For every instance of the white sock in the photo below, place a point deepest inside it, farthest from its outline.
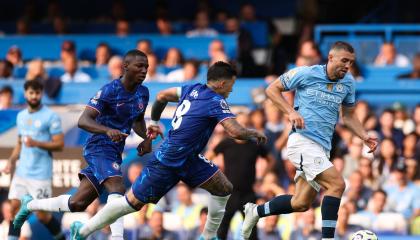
(107, 215)
(57, 204)
(117, 228)
(217, 207)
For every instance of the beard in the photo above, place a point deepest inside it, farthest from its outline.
(33, 104)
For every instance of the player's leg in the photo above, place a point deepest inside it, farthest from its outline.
(334, 184)
(116, 189)
(283, 204)
(154, 182)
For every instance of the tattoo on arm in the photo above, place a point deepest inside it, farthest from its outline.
(236, 131)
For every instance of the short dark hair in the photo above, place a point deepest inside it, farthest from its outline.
(220, 70)
(340, 45)
(34, 84)
(134, 53)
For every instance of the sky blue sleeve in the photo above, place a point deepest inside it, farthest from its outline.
(219, 109)
(294, 78)
(101, 98)
(350, 99)
(55, 125)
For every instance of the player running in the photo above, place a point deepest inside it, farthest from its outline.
(320, 92)
(109, 115)
(201, 107)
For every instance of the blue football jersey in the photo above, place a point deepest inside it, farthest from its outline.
(318, 100)
(34, 162)
(199, 110)
(117, 110)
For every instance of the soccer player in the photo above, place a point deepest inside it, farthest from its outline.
(40, 133)
(321, 90)
(109, 115)
(200, 108)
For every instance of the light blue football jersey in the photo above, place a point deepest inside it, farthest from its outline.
(34, 162)
(318, 100)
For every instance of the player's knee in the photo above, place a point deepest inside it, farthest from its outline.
(78, 205)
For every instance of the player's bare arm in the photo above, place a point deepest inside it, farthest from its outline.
(11, 163)
(56, 143)
(139, 127)
(162, 99)
(273, 92)
(235, 130)
(353, 123)
(87, 122)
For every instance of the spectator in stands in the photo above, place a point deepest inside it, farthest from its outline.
(36, 72)
(365, 169)
(388, 56)
(245, 45)
(415, 74)
(115, 66)
(357, 191)
(409, 145)
(186, 210)
(173, 58)
(103, 54)
(60, 25)
(404, 197)
(14, 55)
(344, 230)
(6, 70)
(122, 28)
(164, 26)
(72, 74)
(306, 226)
(248, 13)
(187, 73)
(152, 74)
(387, 129)
(145, 46)
(386, 160)
(6, 97)
(195, 233)
(202, 28)
(269, 231)
(309, 50)
(22, 26)
(352, 158)
(155, 230)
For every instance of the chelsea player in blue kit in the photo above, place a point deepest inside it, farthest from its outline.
(40, 134)
(321, 90)
(200, 108)
(110, 115)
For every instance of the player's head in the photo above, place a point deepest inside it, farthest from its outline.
(135, 66)
(33, 93)
(340, 58)
(221, 76)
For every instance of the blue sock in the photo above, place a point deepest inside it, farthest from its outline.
(278, 205)
(329, 210)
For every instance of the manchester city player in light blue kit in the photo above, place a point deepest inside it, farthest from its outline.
(200, 108)
(321, 90)
(40, 133)
(110, 115)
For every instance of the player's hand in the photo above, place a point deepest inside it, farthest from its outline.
(29, 142)
(297, 120)
(144, 147)
(116, 135)
(153, 131)
(261, 138)
(371, 142)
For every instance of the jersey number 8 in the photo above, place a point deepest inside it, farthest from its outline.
(180, 111)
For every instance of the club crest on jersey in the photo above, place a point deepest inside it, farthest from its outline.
(194, 94)
(339, 87)
(116, 166)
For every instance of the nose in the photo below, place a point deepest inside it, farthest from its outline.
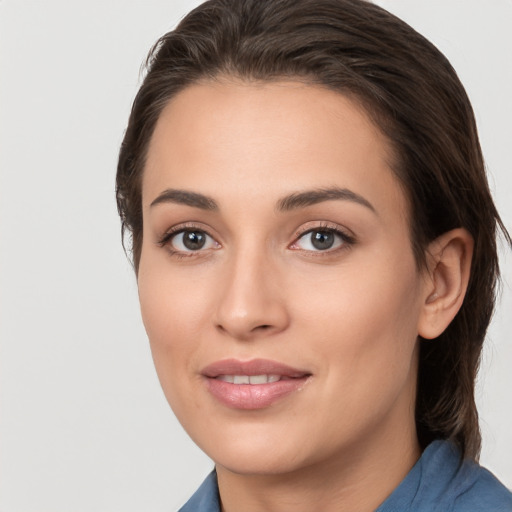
(252, 303)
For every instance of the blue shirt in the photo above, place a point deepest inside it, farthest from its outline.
(437, 483)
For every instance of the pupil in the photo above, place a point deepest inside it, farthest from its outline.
(193, 240)
(322, 239)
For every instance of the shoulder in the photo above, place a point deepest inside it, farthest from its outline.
(206, 498)
(440, 482)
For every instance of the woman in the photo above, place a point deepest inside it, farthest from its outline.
(315, 247)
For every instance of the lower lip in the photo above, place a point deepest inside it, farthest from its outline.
(253, 396)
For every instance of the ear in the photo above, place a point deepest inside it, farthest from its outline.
(446, 281)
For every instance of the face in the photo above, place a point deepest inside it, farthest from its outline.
(277, 281)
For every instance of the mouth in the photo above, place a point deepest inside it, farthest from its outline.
(255, 384)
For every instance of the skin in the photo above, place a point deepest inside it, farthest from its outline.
(350, 315)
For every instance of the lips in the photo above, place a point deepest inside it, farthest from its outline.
(254, 384)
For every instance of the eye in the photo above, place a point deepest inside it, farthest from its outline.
(322, 239)
(190, 240)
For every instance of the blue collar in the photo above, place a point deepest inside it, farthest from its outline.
(437, 482)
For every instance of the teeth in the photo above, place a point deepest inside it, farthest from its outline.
(249, 379)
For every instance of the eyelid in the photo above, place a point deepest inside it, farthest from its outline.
(348, 238)
(170, 233)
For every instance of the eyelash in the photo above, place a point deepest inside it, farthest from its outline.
(347, 240)
(165, 240)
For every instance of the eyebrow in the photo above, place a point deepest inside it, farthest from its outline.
(187, 198)
(312, 197)
(285, 204)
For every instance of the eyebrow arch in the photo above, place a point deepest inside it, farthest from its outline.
(311, 197)
(187, 198)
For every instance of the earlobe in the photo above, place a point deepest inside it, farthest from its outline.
(446, 281)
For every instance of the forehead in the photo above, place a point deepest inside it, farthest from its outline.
(259, 141)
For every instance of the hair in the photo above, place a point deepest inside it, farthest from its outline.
(413, 95)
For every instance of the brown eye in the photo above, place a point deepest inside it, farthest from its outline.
(191, 240)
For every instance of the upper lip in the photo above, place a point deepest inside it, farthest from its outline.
(252, 367)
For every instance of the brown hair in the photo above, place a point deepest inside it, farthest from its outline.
(413, 94)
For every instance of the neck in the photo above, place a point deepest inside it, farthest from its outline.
(357, 479)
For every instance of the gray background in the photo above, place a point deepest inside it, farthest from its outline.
(83, 422)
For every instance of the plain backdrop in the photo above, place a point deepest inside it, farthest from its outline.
(84, 426)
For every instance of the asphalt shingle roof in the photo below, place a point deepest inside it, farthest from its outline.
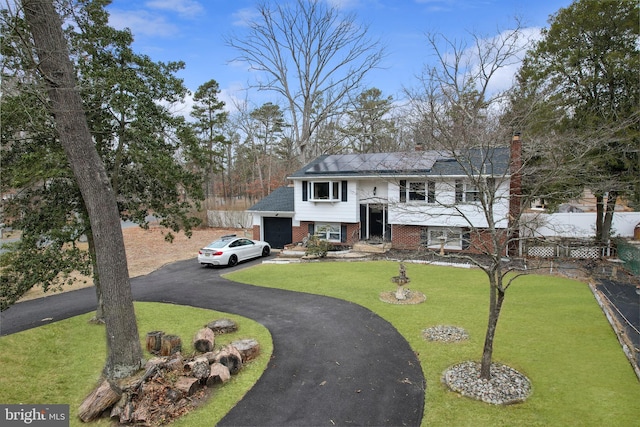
(492, 161)
(280, 200)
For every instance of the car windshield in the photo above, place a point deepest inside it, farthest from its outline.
(219, 243)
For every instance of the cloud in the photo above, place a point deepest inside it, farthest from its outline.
(244, 16)
(185, 8)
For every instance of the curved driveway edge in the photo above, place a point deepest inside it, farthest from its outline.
(333, 363)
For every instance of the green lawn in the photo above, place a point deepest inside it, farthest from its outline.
(551, 329)
(61, 362)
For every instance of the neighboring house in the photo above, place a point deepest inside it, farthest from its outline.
(412, 199)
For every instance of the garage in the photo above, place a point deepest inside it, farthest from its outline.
(277, 231)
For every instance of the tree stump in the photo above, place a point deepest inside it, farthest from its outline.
(248, 348)
(187, 385)
(198, 368)
(175, 362)
(218, 373)
(204, 340)
(171, 344)
(154, 341)
(230, 357)
(123, 410)
(222, 326)
(100, 399)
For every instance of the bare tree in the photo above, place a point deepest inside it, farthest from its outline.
(458, 110)
(123, 342)
(312, 56)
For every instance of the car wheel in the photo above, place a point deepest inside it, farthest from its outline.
(233, 260)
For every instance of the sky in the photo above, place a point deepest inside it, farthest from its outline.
(193, 31)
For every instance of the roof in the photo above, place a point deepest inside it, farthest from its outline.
(279, 200)
(493, 161)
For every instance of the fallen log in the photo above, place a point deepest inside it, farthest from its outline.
(154, 341)
(204, 340)
(218, 374)
(170, 344)
(175, 362)
(230, 357)
(198, 368)
(222, 326)
(187, 385)
(100, 399)
(248, 348)
(210, 356)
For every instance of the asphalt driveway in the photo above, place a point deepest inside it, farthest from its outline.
(333, 363)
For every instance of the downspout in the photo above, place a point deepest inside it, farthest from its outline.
(515, 194)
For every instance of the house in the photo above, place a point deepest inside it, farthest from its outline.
(411, 199)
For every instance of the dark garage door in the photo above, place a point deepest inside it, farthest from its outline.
(277, 231)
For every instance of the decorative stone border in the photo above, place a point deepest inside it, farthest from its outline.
(445, 333)
(412, 297)
(506, 385)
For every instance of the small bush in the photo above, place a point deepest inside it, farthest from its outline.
(318, 247)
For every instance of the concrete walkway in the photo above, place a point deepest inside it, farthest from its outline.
(334, 362)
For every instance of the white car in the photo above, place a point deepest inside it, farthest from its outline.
(230, 250)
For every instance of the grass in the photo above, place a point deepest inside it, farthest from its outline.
(61, 362)
(551, 329)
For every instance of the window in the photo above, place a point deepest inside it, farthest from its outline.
(431, 192)
(332, 191)
(436, 237)
(466, 192)
(328, 231)
(418, 191)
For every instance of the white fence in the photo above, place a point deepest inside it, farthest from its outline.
(576, 225)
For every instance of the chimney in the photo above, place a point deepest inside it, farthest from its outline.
(515, 191)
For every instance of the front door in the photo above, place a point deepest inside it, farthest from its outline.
(373, 221)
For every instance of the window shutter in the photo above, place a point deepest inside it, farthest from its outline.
(466, 240)
(459, 189)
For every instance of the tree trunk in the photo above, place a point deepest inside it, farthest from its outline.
(123, 345)
(612, 198)
(495, 305)
(103, 397)
(599, 217)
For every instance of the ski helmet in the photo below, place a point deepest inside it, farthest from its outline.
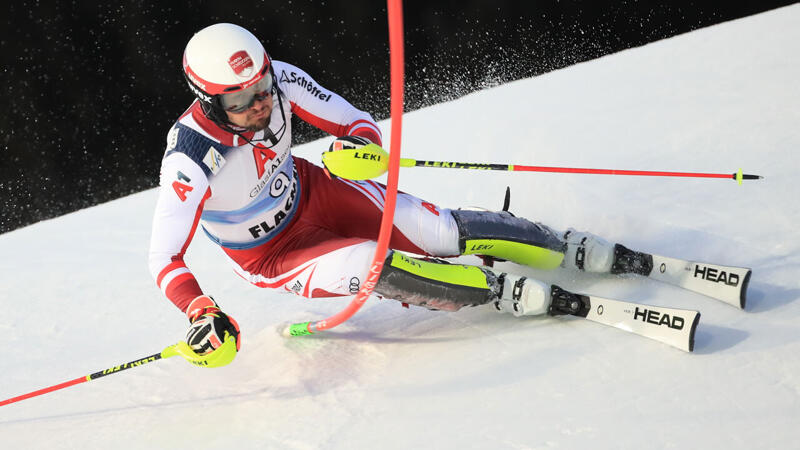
(227, 69)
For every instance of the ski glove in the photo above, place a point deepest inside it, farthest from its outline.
(355, 158)
(210, 328)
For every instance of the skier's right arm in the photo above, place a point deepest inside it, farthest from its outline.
(183, 190)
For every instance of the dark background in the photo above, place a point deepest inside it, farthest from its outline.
(93, 87)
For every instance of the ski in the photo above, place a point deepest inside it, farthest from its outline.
(725, 283)
(675, 327)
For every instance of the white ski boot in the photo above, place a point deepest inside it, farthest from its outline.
(588, 252)
(522, 296)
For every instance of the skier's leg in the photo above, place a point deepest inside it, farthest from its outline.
(502, 235)
(439, 285)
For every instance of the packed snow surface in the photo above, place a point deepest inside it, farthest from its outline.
(77, 297)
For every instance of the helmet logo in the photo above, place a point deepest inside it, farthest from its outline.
(241, 64)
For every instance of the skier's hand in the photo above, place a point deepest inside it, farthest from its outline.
(213, 336)
(355, 158)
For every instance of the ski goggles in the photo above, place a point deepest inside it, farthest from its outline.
(241, 101)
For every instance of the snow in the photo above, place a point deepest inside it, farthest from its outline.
(77, 297)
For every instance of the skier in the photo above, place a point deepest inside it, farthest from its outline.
(290, 225)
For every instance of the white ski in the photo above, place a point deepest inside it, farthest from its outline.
(725, 283)
(675, 327)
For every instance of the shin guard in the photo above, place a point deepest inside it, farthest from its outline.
(502, 235)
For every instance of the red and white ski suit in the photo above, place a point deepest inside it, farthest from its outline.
(281, 221)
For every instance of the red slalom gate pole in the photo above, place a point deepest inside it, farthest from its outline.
(166, 353)
(395, 17)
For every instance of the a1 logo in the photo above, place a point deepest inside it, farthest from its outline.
(262, 156)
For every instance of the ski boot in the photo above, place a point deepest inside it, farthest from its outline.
(590, 253)
(521, 296)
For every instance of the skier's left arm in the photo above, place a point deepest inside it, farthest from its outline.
(322, 108)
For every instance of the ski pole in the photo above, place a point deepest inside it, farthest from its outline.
(166, 353)
(370, 161)
(408, 162)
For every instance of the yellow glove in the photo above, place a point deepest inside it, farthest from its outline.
(355, 158)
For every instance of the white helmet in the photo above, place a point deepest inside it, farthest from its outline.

WHAT YOU WILL DO – All lines from the one that holds "For every instance of the ski pole" through the end of the records are to be returned exactly, including both boundary lines, and no others.

WRITTEN RESPONSE –
For every instance of the ski pole in the photo above, place a point deepest inside it, farthest from its outline.
(166, 353)
(370, 161)
(408, 162)
For every instance of the yellow glove in the photo above, place a point deepest inside it, farthest from its outline.
(355, 158)
For every instance of the white helmet in the photo above, place a point deepest inside it, farthest from its outline.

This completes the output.